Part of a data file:
--------------------------------------------------
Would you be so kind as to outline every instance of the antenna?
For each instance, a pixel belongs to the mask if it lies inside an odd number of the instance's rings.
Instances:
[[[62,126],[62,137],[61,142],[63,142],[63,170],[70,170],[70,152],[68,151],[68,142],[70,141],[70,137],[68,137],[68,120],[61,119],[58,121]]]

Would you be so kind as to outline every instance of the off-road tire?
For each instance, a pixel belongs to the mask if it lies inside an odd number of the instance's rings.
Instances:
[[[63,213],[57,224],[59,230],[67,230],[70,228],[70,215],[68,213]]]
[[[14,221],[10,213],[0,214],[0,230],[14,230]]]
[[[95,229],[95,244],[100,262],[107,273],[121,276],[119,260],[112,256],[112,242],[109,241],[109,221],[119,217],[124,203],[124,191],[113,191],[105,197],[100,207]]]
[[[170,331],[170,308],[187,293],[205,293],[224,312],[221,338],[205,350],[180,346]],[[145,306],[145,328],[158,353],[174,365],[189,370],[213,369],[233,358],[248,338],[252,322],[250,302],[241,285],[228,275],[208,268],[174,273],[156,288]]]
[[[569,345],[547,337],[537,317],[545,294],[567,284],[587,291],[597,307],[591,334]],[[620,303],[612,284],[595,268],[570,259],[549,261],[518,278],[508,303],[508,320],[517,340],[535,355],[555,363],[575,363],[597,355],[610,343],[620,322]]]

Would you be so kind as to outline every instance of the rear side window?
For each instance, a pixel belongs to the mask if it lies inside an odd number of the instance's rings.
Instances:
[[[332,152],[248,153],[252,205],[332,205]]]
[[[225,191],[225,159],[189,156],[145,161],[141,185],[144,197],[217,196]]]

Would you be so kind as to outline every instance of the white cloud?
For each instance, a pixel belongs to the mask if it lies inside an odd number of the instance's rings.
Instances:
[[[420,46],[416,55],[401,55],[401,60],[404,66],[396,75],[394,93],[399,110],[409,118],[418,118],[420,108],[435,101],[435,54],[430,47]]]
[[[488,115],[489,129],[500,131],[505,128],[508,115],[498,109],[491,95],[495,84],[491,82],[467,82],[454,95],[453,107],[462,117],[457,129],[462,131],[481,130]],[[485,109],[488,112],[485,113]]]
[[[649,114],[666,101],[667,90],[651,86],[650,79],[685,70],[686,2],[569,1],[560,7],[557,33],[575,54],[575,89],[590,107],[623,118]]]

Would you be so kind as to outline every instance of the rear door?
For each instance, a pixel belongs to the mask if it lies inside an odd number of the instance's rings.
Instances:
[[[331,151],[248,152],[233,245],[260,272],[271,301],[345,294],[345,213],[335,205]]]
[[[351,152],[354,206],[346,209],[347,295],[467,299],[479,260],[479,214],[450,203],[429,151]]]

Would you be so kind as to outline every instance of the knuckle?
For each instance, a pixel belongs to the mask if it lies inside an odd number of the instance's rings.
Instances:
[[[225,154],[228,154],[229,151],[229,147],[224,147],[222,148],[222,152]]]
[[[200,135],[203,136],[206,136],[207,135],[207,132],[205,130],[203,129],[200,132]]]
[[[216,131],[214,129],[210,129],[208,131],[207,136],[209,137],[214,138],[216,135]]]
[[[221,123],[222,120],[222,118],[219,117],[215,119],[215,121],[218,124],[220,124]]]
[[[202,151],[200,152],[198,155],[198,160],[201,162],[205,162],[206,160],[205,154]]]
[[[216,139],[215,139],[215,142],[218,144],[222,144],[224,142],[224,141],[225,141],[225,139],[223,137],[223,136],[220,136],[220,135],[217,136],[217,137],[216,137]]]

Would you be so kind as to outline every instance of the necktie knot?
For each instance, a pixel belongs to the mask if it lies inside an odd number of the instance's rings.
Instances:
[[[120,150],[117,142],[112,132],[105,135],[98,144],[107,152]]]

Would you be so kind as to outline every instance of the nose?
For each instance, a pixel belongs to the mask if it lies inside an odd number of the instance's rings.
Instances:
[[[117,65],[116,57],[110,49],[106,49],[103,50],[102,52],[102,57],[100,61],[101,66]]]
--------------------------------------------------
TASK STATEMENT:
Resize everything from the line containing "of the knuckle?" down to the end of the entries by writing all those lines out again, with each vertex coordinate in the outlines multiplied by 0.55 and rounded to a whole number (halves round up). Leave the text lines above each outline unchanged.

IN RESPONSE:
Would you be so kind as to outline every instance of the knuckle?
For each instance, a pixel belongs to the mask if it lies inside an odd number of the instance's rings.
Instances:
[[[124,85],[125,85],[126,83],[126,81],[123,81],[122,81],[122,84]]]
[[[110,74],[112,75],[113,75],[114,74],[114,73],[113,72],[112,71],[110,73]]]
[[[119,72],[118,71],[116,71],[114,72],[114,75],[115,75],[118,76],[119,74]]]
[[[122,68],[122,66],[122,65],[120,64],[118,65],[118,67],[120,68],[121,68]]]
[[[111,83],[110,84],[109,85],[109,88],[111,89],[113,89],[113,88],[113,85]]]
[[[119,76],[118,76],[118,78],[120,79],[122,79],[123,78],[123,78],[124,78],[124,76],[123,75],[123,75],[121,75],[121,74],[119,75],[119,75],[119,75]]]

Would you be so kind as to outline every instance of the necktie knot?
For each instance, a pixel belongs to the mask if it lies inside an odd number of the instance's rings.
Instances:
[[[66,83],[64,78],[62,73],[58,74],[54,79],[59,84]]]

Would you be so kind as to outline every instance of the nose?
For each instance, a pixel belongs to the mask if it lies inside an odd number of the instance's rings.
Instances:
[[[64,36],[64,31],[61,27],[58,27],[57,28],[56,29],[56,31],[55,34],[56,36]]]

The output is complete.